**STATED GOAL:** Only the pictures are left out: repeat the rest of the entries exactly.

Position identification records:
++++++++

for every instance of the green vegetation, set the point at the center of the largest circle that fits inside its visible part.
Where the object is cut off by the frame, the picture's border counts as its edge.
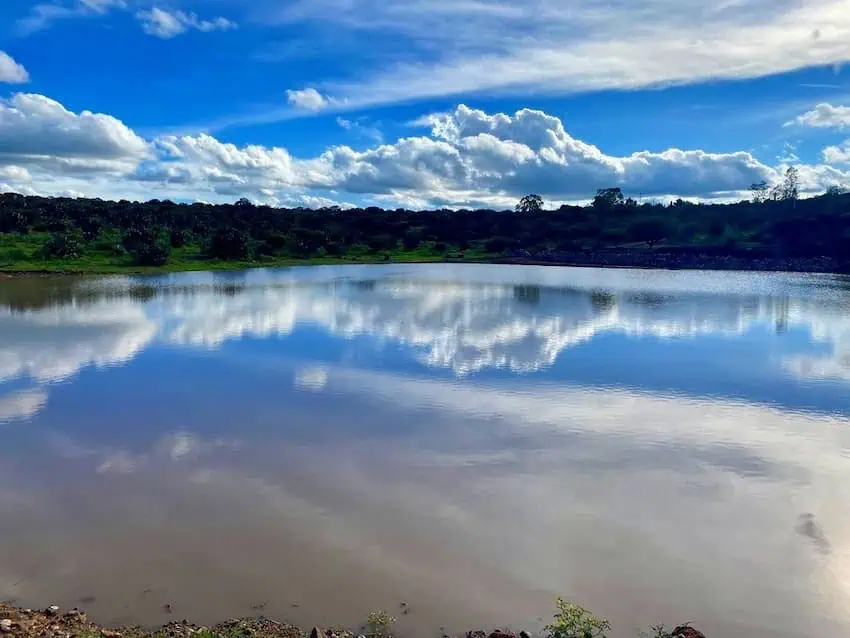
(572, 621)
(92, 235)
(379, 624)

++++++++

**PROBLEM SOLUTION:**
for every instance of the green vegetation, set the point at the center of the largest circle that fits inside its visible part.
Where the object is cut off by the frame, the picture's border counts as its edge.
(572, 621)
(92, 235)
(379, 624)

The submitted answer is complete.